■ INSTRUCTIONS FOR THE TASK
Write out every line of the items below as a JSON list of strings, one string per line, with blank lines omitted and the pictures left out.

::: PROVIDED DATA

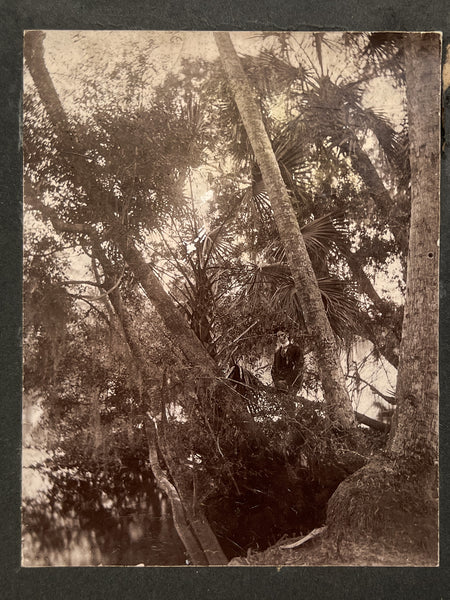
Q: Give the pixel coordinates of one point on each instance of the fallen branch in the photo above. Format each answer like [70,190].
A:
[310,536]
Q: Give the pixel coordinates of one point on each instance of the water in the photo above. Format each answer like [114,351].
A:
[79,525]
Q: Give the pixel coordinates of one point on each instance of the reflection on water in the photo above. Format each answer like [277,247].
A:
[80,525]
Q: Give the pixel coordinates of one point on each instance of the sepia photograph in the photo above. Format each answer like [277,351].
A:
[230,298]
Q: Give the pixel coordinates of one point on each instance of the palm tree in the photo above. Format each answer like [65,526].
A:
[332,377]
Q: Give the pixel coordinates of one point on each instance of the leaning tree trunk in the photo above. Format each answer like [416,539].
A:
[415,426]
[84,177]
[332,377]
[401,487]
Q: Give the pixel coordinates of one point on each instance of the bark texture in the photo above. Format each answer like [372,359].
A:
[415,427]
[400,488]
[84,177]
[332,377]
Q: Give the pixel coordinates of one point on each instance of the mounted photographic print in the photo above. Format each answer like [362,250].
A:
[230,341]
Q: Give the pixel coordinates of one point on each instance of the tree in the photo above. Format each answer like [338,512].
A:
[401,487]
[336,395]
[77,167]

::::::

■ ANSWER TO THE TASK
[
  "Q: Give the pixel coordinates of one point on each instance of the fallen branch in the photo above. Format each answer like [70,190].",
  "A:",
  "[310,536]",
  "Q: Give the pixel coordinates of one point on each instance of the water in the photo above. Format each answer like [114,351].",
  "A:",
  "[79,525]",
  "Q: Give the pixel coordinates of one point on each instance of the reflection on water in the photo above. Format each answer like [277,247].",
  "A:",
  "[80,525]",
  "Q: Give the pixel coordinates of one point on each instance of the sepia photograph in the photo above. Format each answer like [277,351].",
  "A:",
  "[230,298]",
  "Q: Give the pixel coordinates of one point on each instance of the palm tree in the photo above. Format each answer like [65,526].",
  "A:",
  "[332,377]",
  "Q: Give the pixel coordinates of one point on each instance of the leaning tree trunk in the photo above. Format each answer like [416,539].",
  "A:",
  "[415,426]",
  "[84,177]",
  "[332,377]",
  "[401,487]",
  "Q: Give the pixel coordinates of one point on each instance of the bark texture in the photo above. Format each answer like [372,359].",
  "A:",
  "[415,427]",
  "[400,488]",
  "[84,177]",
  "[332,377]",
  "Q: Give the pixel coordinates of one point on each instance of the mounted photographic print in the photo above. Format each answer like [362,250].",
  "A:",
  "[230,341]",
  "Q: Give the pixel coordinates of one point on each instance of the tree in the photo above. Format each answer like [338,512].",
  "A:",
  "[401,487]",
  "[336,395]",
  "[77,167]"
]